— Sección del documento —
· · · ·
En nuestra calidad de expertos en todo, entonces, nos hemos lanzado a proponer campañas de lo más descabelladas. Como colectivo, creo que estamos apuntando a generar un escenario de profunda y completa confusión. Desde el heladero cordobés que sacó de circulación la "Crema Rusa" en adelante todo se transformó en un espiral de espectaculares giros argumentales. Me es inevitable pensar en el pobre e ingenuo Feinmann que confundió las imágenes atroces de un video juego en alta definición con la guerra misma, o en el mismísimo Nelson Castro creyendo al aire, en vivo y en directo, que el meme de Putin montando un oso en cuero en plena estepa nevada era real. En el clima en que vivimos incluso los límites de la ética periodística se desdibujan. Si es que acaso existe aún tal cosa como la “ética periodística”. Desconozco.
· · · ·
— Tarea 1 —
En el fragmento sobre la confusión mediática, ¿qué producto sacó de circulación el heladero cordobés?
— Tarea 2 —
Retoma el fragmento sobre la confusión mediática y continúalo a partir de su última oración.

[Entradas del conjunto de datos]
· · · ·
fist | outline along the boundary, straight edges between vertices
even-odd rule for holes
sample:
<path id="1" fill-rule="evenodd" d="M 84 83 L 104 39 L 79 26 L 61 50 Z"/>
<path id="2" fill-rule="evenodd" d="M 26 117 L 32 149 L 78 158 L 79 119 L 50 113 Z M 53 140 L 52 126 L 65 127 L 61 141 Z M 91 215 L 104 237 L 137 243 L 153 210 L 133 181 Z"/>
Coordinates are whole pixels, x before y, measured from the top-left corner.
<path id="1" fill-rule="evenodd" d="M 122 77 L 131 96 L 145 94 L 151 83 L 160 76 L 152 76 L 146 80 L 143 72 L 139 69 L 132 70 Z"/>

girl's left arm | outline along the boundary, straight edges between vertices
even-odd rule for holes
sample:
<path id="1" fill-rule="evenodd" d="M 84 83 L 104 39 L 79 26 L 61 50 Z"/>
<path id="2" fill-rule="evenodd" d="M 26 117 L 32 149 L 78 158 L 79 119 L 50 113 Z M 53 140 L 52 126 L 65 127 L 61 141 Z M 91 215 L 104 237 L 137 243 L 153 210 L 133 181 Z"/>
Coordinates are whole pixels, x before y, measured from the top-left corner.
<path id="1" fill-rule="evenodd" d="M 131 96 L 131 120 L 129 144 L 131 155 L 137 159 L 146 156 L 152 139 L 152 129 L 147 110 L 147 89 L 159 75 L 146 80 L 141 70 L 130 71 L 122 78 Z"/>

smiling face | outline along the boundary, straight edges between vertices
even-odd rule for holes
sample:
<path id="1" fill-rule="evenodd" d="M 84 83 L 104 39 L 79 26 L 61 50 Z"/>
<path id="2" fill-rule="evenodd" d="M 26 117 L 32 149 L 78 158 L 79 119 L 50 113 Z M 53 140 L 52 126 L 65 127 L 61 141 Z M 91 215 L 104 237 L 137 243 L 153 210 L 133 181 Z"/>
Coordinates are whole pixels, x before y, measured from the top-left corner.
· · · ·
— Salida esperada 1 —
La "Crema Rusa".

— Salida esperada 2 —
De todos modos, nada superará, a mi criterio, la preocupación colectiva que tuvimos por Natalia Oreiro. ¿Qué piensa Natalia de la guerra? ¿Cómo la está viviendo? ¿Qué le pasa por la cabeza a la uruguaya de nacimiento, argentina por adopción, rusa por invitación? Pobre Nati. Qué momento duro para ella.
Los libros de historia no recordarán en un futuro como esas primeras horas de bombardeo e incertidumbre fueron contrarrestadas con una catarata de memes que relacionaban la inminente guerra con la colocación de millones de vacunas Sputnik V en nuestro país. Esos memes, específicamente, son objeto de estudio. Lograron entrecruzar dos de las mayores narrativas de nuestro siglo bajo el signo de Mirta Legrand hablando en ruso.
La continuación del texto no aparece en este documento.